------ Text

The other stream format is frequency mode, wherein tiles are integrated. Four different types of tiles are respectively encoded in the order of macroblock coding, and then the streams of these four types of tiles are connected.
According to the coding process of the HD Photo format described above, if the entropy encoding of the HD Photo format is implemented with hardware, because a normalization operation will be performed on a coefficient, then both the normalized coefficient and the remaining bits of the normalization process have to be encoded, which increase the number of clocks required for the operation and the efficiency of the process is reduced.

SUMMARY OF THE INVENTION

Accordingly, the present invention is directed to an encoding circuit, for simultaneously performing a first encoding procedure and a second encoding procedure on an encoding coefficient. The first encoding procedure performs an adaptive scan on the encoding coefficient, and the second encoding procedure performs a fixed scan on the encoding coefficient. The encoding circuit includes a read/write control circuit, a first entropy encoder, a second entropy encoder, and a buffer device. The read/write control circuit reads and buffers the encoding coefficient and simultaneously outputs a first encoding coefficient and a second encoding coefficient. The first entropy encoder connects to the read/write control circuit. The first entropy encoder receives the first encoding coefficient, performs the first encoding procedure to the first encoding coefficient, and outputs a first encoded stream data. The second entropy encoder, connected to the read/write control circuit, receives the second encoding coefficient and a normalization signal, performs the second encoding procedure to the second encoding coefficient, and outputs a second encoded stream data. The buffer device, connected to the first entropy encoder and the second entropy encoder, buffers the first encoded stream data and the second encoded stream data and alternatively outputs the first encoded stream data and the second encoded stream data.

------------
------ Information supplied

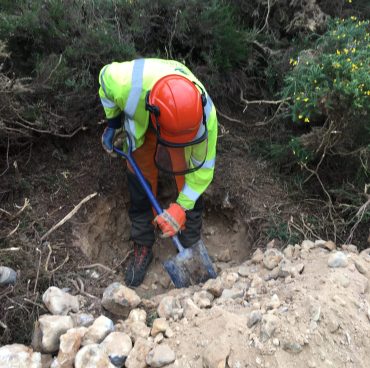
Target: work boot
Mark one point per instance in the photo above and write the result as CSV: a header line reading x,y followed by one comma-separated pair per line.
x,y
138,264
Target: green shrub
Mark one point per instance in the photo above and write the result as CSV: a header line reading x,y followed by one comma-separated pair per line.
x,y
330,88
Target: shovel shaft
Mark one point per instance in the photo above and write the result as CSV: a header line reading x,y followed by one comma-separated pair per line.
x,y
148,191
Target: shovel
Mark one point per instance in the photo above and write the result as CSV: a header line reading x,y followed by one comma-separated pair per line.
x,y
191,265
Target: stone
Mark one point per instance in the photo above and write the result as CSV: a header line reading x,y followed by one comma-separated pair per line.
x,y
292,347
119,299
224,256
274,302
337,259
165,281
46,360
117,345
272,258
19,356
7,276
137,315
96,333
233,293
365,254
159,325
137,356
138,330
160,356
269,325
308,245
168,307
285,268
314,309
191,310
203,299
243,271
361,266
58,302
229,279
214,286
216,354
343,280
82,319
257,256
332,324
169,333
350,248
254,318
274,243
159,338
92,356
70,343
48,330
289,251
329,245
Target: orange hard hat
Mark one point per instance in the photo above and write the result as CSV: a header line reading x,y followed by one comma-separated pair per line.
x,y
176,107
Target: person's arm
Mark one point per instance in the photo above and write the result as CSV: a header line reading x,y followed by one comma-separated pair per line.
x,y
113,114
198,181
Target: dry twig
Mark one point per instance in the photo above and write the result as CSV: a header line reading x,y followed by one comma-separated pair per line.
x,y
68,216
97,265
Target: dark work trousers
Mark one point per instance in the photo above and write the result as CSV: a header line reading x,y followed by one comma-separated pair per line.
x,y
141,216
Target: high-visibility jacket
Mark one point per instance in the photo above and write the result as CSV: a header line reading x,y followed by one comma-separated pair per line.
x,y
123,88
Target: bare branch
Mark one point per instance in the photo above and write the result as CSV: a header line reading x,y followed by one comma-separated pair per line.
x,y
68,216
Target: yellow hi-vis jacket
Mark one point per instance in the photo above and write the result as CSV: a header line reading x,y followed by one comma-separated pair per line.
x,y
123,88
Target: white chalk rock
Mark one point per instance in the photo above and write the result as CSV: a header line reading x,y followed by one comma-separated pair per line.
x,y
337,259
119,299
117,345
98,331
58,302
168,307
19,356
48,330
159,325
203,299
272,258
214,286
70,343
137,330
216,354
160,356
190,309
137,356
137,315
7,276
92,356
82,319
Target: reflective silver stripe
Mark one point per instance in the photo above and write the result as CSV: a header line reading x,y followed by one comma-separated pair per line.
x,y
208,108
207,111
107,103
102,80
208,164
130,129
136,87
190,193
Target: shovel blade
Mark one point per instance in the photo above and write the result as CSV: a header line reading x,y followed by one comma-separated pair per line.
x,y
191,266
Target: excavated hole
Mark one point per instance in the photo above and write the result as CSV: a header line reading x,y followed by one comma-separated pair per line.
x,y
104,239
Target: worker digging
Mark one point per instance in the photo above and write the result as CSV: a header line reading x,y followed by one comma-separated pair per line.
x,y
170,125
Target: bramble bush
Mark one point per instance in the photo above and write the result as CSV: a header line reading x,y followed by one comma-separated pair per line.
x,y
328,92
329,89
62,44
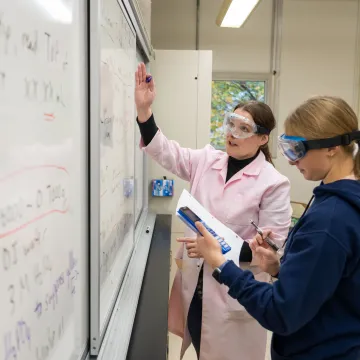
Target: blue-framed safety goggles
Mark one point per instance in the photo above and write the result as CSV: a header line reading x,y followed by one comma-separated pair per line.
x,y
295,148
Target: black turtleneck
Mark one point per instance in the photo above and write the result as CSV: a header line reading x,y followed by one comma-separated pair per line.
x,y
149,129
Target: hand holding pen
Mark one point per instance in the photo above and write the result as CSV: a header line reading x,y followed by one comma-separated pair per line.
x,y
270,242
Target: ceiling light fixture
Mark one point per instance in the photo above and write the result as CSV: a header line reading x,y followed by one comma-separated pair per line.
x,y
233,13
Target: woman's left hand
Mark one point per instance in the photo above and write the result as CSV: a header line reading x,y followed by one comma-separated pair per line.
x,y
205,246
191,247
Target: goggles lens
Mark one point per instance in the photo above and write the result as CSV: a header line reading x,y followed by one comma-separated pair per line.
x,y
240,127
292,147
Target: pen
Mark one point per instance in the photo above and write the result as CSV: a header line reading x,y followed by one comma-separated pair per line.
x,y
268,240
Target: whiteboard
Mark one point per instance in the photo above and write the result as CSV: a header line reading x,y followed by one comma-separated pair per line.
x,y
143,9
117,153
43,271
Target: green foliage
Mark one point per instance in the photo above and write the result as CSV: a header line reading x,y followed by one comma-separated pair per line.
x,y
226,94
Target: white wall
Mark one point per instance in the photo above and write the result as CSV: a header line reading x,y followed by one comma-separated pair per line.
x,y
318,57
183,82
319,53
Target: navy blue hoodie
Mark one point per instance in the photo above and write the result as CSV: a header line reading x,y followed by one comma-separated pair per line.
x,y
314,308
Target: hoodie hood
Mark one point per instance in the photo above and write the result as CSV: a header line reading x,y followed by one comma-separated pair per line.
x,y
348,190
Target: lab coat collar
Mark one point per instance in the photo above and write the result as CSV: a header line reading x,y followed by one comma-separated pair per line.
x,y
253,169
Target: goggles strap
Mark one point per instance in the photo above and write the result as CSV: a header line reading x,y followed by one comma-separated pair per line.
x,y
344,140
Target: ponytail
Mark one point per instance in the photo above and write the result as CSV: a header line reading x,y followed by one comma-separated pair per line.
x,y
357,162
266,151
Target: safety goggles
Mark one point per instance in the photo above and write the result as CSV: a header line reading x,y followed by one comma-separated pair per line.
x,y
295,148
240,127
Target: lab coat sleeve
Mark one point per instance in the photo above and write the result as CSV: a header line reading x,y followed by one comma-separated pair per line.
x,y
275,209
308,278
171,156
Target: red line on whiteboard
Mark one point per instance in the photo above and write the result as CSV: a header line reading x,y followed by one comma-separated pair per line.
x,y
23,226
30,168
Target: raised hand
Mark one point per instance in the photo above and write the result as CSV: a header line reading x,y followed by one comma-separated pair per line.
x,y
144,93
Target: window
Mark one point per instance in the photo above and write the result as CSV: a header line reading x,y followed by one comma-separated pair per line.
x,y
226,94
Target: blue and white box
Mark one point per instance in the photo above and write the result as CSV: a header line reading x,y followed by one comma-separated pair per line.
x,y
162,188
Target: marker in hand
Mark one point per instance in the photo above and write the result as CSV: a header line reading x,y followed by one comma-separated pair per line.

------------

• [Given task]:
Continue the encoding-circuit text with the passage that would follow its final sentence about the buffer device.

• [The result]:
According to an embodiment of the present invention, the first encoding procedure and the second encoding procedure are respectively a coefficient entropy encoding procedure conforming to TILE_HIGHPASS and TILE_FLEXBITS of HD Photo specification.
The present invention provides an entropy encoding method. The method includes following steps. First, an encoding coefficient used for performing entropy encoding is buffered, and a first encoding coefficient and a second encoding coefficient are simultaneously provided, wherein the first encoding coefficient is obtained by performing an adaptive scan on the encoding coefficient, and the second encoding coefficient is obtained by performing a fixed scan on the encoding coefficient. Next, a first encoding procedure is performed according to the first encoding coefficient to output a first encoded stream data. At the same time, a normalization signal is received, and a second encoding procedure is performed according to the second encoding coefficient and the normalization signal to output a second encoded stream data. The first encoded stream data and the second encoded stream data are then buffered and outputted alternatively.

BRIEF DESCRIPTION OF THE DRAWINGS

The accompanying drawings are included to provide a further understanding of the invention, and are incorporated in and constitute a part of this specification. The drawings illustrate embodiments of the invention and, together with the description, serve to explain the principles of the invention.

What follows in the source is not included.